* _The request_
Rewrite the listing below with every occurrence of "even-odd rule" replaced by "nonzero winding rule", keeping everything else the same.

--- START Input material ---

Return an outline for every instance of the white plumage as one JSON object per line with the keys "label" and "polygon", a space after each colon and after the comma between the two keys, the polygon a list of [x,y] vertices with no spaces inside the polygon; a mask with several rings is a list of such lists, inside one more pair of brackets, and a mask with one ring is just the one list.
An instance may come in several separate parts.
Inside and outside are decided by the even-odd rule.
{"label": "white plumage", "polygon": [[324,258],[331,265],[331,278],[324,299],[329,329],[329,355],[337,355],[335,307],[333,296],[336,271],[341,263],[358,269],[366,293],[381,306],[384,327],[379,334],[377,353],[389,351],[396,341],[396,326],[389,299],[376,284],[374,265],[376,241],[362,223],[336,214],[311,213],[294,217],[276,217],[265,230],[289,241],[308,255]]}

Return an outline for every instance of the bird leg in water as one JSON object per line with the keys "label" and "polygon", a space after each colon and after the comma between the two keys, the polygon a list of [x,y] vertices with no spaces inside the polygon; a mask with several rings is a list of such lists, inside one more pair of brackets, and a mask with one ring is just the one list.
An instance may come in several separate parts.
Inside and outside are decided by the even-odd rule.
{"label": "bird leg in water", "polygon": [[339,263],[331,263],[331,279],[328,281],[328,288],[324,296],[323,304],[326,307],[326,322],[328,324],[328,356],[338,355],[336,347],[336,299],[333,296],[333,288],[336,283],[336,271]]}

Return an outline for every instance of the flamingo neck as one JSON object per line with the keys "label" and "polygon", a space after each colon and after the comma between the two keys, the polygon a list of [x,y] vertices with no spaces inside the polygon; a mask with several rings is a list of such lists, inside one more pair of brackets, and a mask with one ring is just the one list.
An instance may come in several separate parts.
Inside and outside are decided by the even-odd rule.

--- END Input material ---

* _Finished task_
Return an outline for every instance of the white plumage as one JSON object per line with the keys "label" and "polygon", a space after each colon and after the comma between the two keys, the polygon a list of [x,y] vertices with no spaces inside the polygon; a mask with several rings is a list of such lists, inside one more pair of brackets, and a mask with one ring is just the one list.
An instance may come in several separate parts.
Inside and outside are decided by the nonzero winding rule.
{"label": "white plumage", "polygon": [[324,258],[331,265],[331,278],[324,299],[329,329],[329,355],[337,355],[335,307],[333,296],[336,271],[341,263],[358,269],[366,293],[381,306],[384,327],[379,334],[377,353],[389,351],[396,341],[396,326],[389,299],[376,284],[374,265],[376,241],[362,223],[336,214],[311,213],[294,217],[276,217],[265,230],[289,241],[308,255]]}

Return an outline for every instance of the bird leg in water as one JSON object per line with the keys "label" and "polygon", a space after each colon and after the comma between the two keys, the polygon a list of [x,y] vertices with no spaces inside the polygon; a mask with several rings is a list of such lists, inside one more pair of brackets, and a mask with one ring is just the one list.
An instance may come in several separate parts.
Inside and outside are decided by the nonzero winding rule.
{"label": "bird leg in water", "polygon": [[339,263],[331,263],[331,279],[328,281],[328,288],[324,296],[323,304],[326,307],[326,322],[328,324],[328,356],[338,355],[336,347],[336,299],[333,296],[333,288],[336,283],[336,271]]}

Return an outline for every instance of the flamingo neck as one JSON object per line with the keys "label" and "polygon", a space after each colon and after the comma between the two keys, the polygon a list of [x,y] vertices with no spaces inside the polygon; a mask with several rings is a list of such lists, inside one more pair of brackets, and a mask with one ring is just the one list.
An instance may come in several separate parts.
Inside and outside are decided by the nonzero winding rule.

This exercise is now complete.